**WHAT YOU SHOULD DO**
Print, exactly and completely, every entry in the data.

╭──

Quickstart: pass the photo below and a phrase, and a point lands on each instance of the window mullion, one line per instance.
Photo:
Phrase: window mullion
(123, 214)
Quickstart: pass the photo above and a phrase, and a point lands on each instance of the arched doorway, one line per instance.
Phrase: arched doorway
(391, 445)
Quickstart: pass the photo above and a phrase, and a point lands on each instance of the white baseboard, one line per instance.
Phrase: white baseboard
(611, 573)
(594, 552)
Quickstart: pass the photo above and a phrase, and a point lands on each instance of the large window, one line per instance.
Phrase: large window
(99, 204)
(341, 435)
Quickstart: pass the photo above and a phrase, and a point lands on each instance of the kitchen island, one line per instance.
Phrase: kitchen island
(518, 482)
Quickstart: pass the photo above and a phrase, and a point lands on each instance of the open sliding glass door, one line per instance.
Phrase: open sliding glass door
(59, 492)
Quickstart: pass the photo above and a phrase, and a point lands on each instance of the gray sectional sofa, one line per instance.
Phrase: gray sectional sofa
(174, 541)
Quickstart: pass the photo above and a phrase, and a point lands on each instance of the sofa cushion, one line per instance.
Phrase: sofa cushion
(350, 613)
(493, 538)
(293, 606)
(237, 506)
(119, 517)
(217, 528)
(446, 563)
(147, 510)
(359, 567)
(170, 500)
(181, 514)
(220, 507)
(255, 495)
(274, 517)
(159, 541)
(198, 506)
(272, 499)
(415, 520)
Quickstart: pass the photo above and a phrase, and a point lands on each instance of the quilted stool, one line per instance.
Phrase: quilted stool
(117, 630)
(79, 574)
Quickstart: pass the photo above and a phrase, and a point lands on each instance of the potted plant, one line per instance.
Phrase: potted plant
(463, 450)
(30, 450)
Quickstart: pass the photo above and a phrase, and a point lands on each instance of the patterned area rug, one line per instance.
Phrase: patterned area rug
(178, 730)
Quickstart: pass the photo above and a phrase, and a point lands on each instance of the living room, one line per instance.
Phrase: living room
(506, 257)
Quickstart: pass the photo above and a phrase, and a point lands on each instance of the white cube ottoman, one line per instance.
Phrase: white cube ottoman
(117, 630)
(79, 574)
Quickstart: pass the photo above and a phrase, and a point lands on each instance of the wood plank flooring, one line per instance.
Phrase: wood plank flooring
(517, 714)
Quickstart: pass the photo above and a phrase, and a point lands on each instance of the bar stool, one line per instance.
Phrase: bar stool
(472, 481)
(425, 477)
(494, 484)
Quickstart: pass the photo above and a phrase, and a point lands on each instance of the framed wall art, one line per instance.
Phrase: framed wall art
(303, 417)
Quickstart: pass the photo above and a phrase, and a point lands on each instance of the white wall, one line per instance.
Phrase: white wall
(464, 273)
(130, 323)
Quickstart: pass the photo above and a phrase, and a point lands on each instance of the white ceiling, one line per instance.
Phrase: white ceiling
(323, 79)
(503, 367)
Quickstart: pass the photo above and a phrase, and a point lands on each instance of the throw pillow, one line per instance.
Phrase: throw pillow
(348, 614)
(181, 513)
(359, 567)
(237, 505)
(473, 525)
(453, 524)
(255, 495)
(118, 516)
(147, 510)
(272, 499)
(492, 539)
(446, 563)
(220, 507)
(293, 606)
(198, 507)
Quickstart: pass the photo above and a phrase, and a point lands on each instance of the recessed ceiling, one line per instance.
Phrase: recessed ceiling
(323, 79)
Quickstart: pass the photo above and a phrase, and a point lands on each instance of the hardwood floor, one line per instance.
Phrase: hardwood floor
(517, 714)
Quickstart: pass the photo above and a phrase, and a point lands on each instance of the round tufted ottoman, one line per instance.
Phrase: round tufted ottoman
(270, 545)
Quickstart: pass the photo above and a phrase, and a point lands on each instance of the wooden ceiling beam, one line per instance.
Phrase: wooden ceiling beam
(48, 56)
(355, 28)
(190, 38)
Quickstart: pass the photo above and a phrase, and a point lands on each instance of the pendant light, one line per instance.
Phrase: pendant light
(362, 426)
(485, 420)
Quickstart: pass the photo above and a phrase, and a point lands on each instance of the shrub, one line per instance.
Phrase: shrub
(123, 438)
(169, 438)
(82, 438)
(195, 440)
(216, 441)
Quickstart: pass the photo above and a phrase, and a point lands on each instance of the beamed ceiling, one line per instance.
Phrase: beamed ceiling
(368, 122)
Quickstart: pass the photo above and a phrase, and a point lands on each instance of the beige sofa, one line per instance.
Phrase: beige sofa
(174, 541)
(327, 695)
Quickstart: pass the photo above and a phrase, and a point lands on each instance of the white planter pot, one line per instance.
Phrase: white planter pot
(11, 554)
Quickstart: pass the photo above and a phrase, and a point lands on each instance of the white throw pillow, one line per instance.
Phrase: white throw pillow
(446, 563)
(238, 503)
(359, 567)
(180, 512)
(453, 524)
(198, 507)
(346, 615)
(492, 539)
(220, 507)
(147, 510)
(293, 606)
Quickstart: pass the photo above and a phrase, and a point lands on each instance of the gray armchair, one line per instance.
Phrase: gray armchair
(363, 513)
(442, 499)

╰──

**TASK ANSWER**
Quickstart: pass the photo below and a phrase, and a point lands on each instance of the window mullion, one line per instance.
Photo:
Phrase: window mullion
(123, 214)
Quickstart: pass the photo above and a phrase, and a point lands on each instance of the arched doorway, one line per instance.
Phrase: arched doorway
(391, 445)
Quickstart: pass the photo above and a phrase, and a point lands on each instance of the white baseboard, one line per instance.
Phrase: white baseboard
(611, 573)
(594, 552)
Quickstart: pass the photo above and a phrase, and a point lands on each instance of the large window, one line per instance.
Phrase: large window
(99, 204)
(341, 435)
Quickstart: pass the photo above and a phrase, and a point lands on each instance of the kitchen island, one line per instance.
Phrase: kitchen island
(518, 482)
Quickstart: pass the photo above and a phrase, and a point lands on each instance of the open sliding glass door, one line per instance.
Phrase: open sliding glass door
(59, 492)
Quickstart: pass the photo above and a phrase, and a point lands on each instance of the gray sectional sofa, one line per instance.
Phrase: gray sectional sofa
(174, 541)
Quickstart: pass the photo above and a phrase, and a point lands on each instance of the sofa cushion, one line per instance.
Phrase: sofa cushion
(350, 613)
(493, 538)
(293, 606)
(237, 506)
(119, 517)
(217, 528)
(446, 563)
(147, 510)
(359, 567)
(170, 500)
(181, 514)
(220, 507)
(255, 495)
(274, 517)
(159, 541)
(198, 506)
(272, 499)
(415, 520)
Quickstart: pass the photo above and a phrase, and a point lands on each instance of the quilted stool, one line per instance.
Phrase: quilted stool
(117, 630)
(79, 574)
Quickstart: pass the photo above and a phrase, and a point lands on each instance of the potted plant, one line per instance.
Phrase: potted plant
(463, 450)
(30, 450)
Quickstart: pass the photo above and a phrase, and a point lands on each instance of the patterned area rug, one line per instance.
Phrase: patterned area rug
(178, 730)
Quickstart: pass the photo above and a phrase, and a point lands on each instance of the living room, one line per instance.
Phrase: living room
(506, 257)
Quickstart: pass the photo above and a phrase, and a point lands on each instance of the white cube ottoman, one line per instance.
Phrase: white cube ottoman
(117, 630)
(79, 574)
Quickstart: pass the photo above and a phrase, and a point lands on each instance of the wood plank flooring, one line per instance.
Phrase: wood plank flooring
(517, 714)
Quickstart: pass the photo above and a phrase, and a point lands on each instance of the bar stool, one line per instance.
Phrase: bar stool
(472, 481)
(425, 477)
(494, 484)
Quickstart: pass the photo above and a phrase, and a point lands on each instance of the framed wall art, one line per instance.
Phrase: framed wall art
(303, 417)
Quickstart: pass the photo above and a phrase, and a point lands on each instance of the white wall, one line per instance.
Phrase: white wall
(464, 273)
(130, 323)
Quickstart: pass the photo above and a phrase, and a point lands on each instance of the white ceiling, one line per instance.
Phrase: white ceiling
(323, 79)
(503, 367)
Quickstart: pass the photo above and a phrase, and a point lands on each instance of the throw pillow, one line per instance.
Phrase: throw pillow
(348, 614)
(181, 513)
(359, 567)
(237, 505)
(473, 525)
(453, 524)
(255, 495)
(118, 516)
(147, 510)
(272, 499)
(492, 539)
(446, 563)
(220, 507)
(293, 606)
(198, 507)
Quickstart: pass the photo above and a phrase, and a point lands on each instance of the recessed ceiling, one line per instance.
Phrase: recessed ceiling
(323, 79)
Quickstart: pass the photo above and a phrase, and a point lands on each instance of the hardwood floor, one line per instance.
Phrase: hardwood floor
(517, 714)
Quickstart: pass the photo above and a phrase, and a point lands on each instance of the round tufted ottoman, one line per instance.
Phrase: round tufted ottoman
(270, 545)
Quickstart: pass the photo above and a phrase, and a point lands on each instance of the wooden ceiling beam, one line per instance.
Phrase: wooden ceiling beam
(48, 56)
(355, 28)
(190, 38)
Quickstart: pass the photo above and a phrase, and a point lands on each instance of the pendant light, one line per instance.
Phrase: pendant light
(362, 426)
(485, 420)
Quickstart: pass the photo above and a phrase, and a point lands on each instance of the shrub, one line per instance.
Phrase: shrub
(123, 438)
(169, 438)
(82, 438)
(195, 440)
(216, 441)
Quickstart: pass the photo above and a phrase, and a point lands on each instance of the beamed ceiling, one line per instance.
Phrase: beamed ceiling
(368, 122)
Quickstart: pass the photo above and a phrase, and a point lands on each instance of the beige sofa, one line per instance.
Phrase: beige sofa
(174, 541)
(327, 695)
Quickstart: pass the photo above and a phrase, and a point lands on each instance of the white planter pot, one line per instance.
Phrase: white planter pot
(11, 554)
Quickstart: pass the photo above and a phrase, and a point lands on each instance of the white throw pillow, one line per instance.
Phrase: white throw pillow
(446, 563)
(238, 503)
(359, 567)
(180, 512)
(453, 524)
(198, 507)
(346, 615)
(492, 539)
(220, 507)
(147, 510)
(293, 606)
Quickstart: pass the photo above and a phrase, and a point lands on each instance of the gray armchair, one line per instance.
Phrase: gray armchair
(363, 513)
(442, 499)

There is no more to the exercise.